-- START Given information --

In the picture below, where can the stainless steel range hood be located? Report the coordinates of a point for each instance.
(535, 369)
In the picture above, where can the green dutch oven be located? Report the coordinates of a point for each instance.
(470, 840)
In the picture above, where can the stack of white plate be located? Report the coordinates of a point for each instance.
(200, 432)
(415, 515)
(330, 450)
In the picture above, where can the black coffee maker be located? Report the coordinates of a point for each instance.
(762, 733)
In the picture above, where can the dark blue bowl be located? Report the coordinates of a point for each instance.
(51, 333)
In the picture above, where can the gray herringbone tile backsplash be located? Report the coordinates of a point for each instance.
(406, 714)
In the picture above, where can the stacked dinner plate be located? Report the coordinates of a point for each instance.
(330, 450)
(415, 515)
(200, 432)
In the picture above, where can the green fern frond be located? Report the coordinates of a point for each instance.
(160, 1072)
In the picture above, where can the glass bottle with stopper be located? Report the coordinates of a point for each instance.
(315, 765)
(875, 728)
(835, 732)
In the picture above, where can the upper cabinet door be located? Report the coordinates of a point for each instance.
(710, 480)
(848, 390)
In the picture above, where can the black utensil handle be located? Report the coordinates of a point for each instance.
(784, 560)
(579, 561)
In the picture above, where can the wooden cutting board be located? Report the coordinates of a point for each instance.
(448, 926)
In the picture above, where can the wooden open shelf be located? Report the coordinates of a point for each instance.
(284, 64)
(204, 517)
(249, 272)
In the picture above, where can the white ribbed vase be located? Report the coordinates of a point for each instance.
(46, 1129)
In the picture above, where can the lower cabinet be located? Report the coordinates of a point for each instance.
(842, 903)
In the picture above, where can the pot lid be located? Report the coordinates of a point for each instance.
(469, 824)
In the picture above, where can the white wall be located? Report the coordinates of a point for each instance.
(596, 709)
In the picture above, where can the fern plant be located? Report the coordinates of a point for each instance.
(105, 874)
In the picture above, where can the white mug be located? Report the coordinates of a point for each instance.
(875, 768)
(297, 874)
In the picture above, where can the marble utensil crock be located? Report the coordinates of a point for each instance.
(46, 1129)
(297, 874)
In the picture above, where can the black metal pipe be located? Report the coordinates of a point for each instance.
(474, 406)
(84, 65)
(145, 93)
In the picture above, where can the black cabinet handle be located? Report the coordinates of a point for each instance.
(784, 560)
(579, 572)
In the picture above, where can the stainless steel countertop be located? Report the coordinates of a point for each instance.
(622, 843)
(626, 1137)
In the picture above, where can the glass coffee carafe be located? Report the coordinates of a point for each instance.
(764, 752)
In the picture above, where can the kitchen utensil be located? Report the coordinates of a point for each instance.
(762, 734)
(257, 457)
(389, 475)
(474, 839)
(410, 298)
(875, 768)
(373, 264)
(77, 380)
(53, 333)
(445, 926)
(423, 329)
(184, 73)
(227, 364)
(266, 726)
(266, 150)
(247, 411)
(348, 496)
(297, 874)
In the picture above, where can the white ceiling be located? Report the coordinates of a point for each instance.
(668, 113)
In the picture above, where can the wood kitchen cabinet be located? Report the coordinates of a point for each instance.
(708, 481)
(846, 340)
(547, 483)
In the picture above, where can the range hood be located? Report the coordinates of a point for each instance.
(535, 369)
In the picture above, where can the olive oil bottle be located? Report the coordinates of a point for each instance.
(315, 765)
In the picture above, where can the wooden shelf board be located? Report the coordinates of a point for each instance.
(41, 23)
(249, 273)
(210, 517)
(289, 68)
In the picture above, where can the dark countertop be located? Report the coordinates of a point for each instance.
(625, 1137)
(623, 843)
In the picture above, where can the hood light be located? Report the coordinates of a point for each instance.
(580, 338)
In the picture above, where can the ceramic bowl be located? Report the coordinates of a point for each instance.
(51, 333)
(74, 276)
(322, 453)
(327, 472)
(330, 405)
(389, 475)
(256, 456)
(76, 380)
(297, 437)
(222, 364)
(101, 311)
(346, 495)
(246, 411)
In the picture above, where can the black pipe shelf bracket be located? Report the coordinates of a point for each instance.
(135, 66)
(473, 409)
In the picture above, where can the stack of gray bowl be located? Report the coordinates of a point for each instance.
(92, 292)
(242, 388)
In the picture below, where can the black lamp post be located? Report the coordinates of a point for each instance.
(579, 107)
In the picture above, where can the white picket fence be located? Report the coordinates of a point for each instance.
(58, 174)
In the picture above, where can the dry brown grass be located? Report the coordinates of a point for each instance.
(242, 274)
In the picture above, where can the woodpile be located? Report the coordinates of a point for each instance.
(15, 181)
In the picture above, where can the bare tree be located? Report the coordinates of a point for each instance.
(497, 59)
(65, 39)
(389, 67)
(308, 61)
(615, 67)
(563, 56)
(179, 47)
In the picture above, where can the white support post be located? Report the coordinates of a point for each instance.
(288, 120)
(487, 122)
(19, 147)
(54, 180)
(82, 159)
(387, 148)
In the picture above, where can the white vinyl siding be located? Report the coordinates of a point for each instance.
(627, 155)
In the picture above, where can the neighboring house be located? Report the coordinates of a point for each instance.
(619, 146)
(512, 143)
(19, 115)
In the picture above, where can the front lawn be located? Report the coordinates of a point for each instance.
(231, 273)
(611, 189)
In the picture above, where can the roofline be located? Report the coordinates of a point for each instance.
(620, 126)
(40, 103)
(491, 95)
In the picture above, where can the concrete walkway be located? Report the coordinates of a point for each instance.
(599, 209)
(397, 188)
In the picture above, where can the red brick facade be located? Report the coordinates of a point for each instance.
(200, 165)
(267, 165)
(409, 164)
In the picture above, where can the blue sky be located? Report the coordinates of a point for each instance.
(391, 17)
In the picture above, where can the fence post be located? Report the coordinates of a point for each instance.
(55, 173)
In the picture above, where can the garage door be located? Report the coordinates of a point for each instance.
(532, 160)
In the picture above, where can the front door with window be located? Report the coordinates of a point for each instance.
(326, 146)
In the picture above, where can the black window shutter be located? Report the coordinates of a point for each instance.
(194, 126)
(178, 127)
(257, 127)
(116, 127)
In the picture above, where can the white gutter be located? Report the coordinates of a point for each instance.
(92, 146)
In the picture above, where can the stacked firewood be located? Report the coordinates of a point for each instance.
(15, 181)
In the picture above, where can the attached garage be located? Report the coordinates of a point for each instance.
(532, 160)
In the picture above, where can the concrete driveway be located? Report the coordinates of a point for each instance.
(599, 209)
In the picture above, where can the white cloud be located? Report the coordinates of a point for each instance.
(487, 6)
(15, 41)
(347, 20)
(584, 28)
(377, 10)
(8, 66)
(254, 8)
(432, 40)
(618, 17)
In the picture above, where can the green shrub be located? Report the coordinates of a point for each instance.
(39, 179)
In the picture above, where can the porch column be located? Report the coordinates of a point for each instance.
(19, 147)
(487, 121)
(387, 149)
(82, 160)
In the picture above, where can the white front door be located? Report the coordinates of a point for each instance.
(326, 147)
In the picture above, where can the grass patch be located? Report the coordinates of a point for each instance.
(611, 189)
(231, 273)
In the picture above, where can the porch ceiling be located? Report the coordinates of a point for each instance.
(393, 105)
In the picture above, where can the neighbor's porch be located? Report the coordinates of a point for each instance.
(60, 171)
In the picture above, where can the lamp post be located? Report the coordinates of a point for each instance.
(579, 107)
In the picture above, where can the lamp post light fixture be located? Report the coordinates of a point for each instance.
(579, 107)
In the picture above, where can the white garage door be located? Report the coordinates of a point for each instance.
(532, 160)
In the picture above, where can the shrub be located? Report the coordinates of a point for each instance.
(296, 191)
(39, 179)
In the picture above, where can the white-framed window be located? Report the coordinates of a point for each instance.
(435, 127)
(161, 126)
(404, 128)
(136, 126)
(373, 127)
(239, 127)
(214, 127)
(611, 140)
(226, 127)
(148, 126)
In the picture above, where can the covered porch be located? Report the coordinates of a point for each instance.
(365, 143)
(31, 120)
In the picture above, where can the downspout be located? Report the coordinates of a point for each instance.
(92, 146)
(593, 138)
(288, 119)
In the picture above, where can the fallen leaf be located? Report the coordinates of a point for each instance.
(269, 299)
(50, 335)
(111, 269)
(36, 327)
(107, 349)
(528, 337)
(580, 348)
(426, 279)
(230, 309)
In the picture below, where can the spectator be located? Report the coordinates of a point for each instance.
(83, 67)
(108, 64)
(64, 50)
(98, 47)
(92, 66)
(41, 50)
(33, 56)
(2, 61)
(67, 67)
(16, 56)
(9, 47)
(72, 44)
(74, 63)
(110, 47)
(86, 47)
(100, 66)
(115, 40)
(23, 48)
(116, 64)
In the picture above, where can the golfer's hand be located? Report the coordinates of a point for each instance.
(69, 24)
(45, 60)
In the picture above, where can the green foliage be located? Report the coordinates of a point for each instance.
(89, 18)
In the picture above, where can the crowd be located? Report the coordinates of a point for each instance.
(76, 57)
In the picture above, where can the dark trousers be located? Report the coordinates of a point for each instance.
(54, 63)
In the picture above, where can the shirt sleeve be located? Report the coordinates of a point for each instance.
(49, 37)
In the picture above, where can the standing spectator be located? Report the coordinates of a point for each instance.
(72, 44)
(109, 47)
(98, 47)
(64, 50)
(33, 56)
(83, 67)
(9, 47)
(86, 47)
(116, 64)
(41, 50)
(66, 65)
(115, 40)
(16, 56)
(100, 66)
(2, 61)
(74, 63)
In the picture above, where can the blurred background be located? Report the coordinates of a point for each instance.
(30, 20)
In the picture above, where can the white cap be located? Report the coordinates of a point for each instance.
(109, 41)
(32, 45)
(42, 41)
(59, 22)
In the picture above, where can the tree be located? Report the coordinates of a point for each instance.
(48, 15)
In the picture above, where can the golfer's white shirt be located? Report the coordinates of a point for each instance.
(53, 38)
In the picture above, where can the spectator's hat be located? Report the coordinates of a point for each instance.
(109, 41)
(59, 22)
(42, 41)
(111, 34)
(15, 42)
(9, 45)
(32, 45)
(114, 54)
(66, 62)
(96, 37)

-- END Given information --

Exercise prompt »
Write out exactly the lines starting with the one that holds "In the picture above, where can the dark trousers" and running through the last line above.

Result of the task »
In the picture above, where can the dark trousers be located? Report the coordinates of a point for each instance.
(54, 63)
In the picture above, where can the shirt sleeve be located? Report the coordinates of a point for each instance.
(49, 37)
In the picture above, where can the standing spectator be located? Report the coordinates of a point for each instance.
(72, 44)
(109, 47)
(98, 47)
(64, 50)
(33, 56)
(83, 67)
(9, 47)
(86, 47)
(116, 64)
(41, 50)
(66, 65)
(115, 40)
(16, 56)
(100, 66)
(2, 61)
(74, 63)
In the picture above, where can the blurred background be located? Report the coordinates of a point for each instance.
(30, 20)
In the picture above, where can the white cap be located? Report the coordinates of a point for each instance.
(109, 41)
(32, 45)
(42, 41)
(59, 22)
In the picture above, where can the tree be located? Report the coordinates of a point for each instance.
(48, 15)
In the picture above, where can the golfer's white shirt be located? Report the coordinates of a point for each instance.
(53, 38)
In the picture above, where can the spectator's hat be located? Report the coordinates of a point for each instance.
(109, 41)
(59, 22)
(42, 41)
(111, 34)
(15, 42)
(9, 45)
(32, 45)
(114, 54)
(66, 62)
(96, 37)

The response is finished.